**THE PROBLEM**
Pick out and copy every line in the records below that contains the string "background". Letter case must match.

**INPUT FOR THIS TASK**
□ □ □ □ □ □ □

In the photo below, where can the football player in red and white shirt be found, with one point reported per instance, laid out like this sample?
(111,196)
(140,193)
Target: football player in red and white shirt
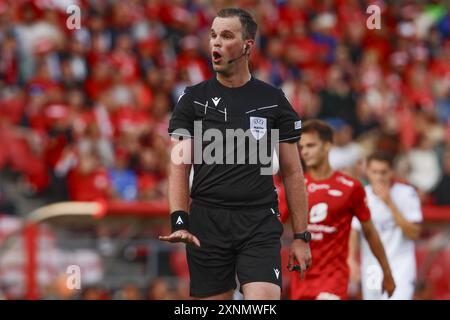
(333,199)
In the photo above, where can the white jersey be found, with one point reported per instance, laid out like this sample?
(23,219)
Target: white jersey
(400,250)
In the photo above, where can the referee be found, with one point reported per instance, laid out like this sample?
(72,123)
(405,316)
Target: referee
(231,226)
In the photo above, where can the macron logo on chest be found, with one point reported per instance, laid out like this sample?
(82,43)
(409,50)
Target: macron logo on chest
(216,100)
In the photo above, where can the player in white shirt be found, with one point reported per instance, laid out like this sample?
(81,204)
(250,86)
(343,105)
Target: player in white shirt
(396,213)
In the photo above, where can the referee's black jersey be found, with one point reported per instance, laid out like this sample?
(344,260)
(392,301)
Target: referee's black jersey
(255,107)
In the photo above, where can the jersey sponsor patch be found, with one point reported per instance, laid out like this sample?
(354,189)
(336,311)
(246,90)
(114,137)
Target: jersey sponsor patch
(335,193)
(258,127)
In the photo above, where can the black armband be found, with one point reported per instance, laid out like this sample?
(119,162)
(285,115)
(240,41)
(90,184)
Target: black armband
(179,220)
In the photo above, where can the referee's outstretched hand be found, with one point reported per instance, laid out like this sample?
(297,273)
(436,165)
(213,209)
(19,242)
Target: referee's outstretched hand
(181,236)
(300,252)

□ □ □ □ □ □ □

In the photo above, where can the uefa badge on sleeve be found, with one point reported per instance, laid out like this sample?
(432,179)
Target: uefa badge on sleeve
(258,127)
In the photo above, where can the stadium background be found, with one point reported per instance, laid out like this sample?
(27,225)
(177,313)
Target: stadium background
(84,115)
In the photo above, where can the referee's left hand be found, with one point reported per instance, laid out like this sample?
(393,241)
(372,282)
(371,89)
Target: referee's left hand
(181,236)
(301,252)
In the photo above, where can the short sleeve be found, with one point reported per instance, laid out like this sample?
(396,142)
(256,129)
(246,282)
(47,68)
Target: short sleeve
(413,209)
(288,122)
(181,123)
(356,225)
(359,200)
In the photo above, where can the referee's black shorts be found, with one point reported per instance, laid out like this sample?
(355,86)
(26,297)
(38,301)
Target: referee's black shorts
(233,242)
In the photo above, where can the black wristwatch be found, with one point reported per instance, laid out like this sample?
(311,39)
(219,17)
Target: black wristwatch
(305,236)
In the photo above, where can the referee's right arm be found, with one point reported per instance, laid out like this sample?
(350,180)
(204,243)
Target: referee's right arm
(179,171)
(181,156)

□ □ □ □ □ □ □

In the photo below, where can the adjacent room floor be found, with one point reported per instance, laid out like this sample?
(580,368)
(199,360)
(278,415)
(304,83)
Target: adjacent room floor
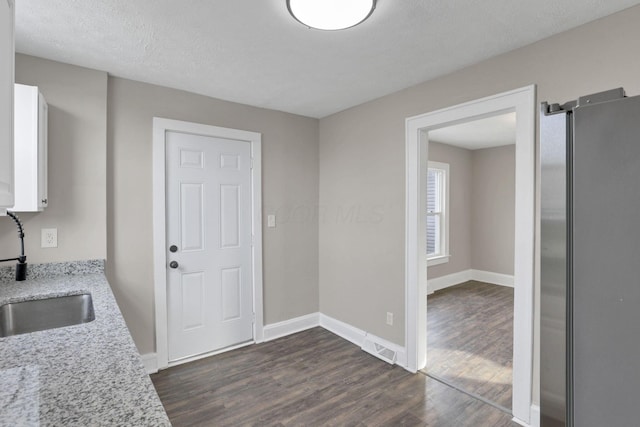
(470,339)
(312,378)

□ □ □ □ □ □ □

**REPLY**
In the photo above, where can the stadium background be found, with one point reported per instance, laid out like this sample?
Target: stadium background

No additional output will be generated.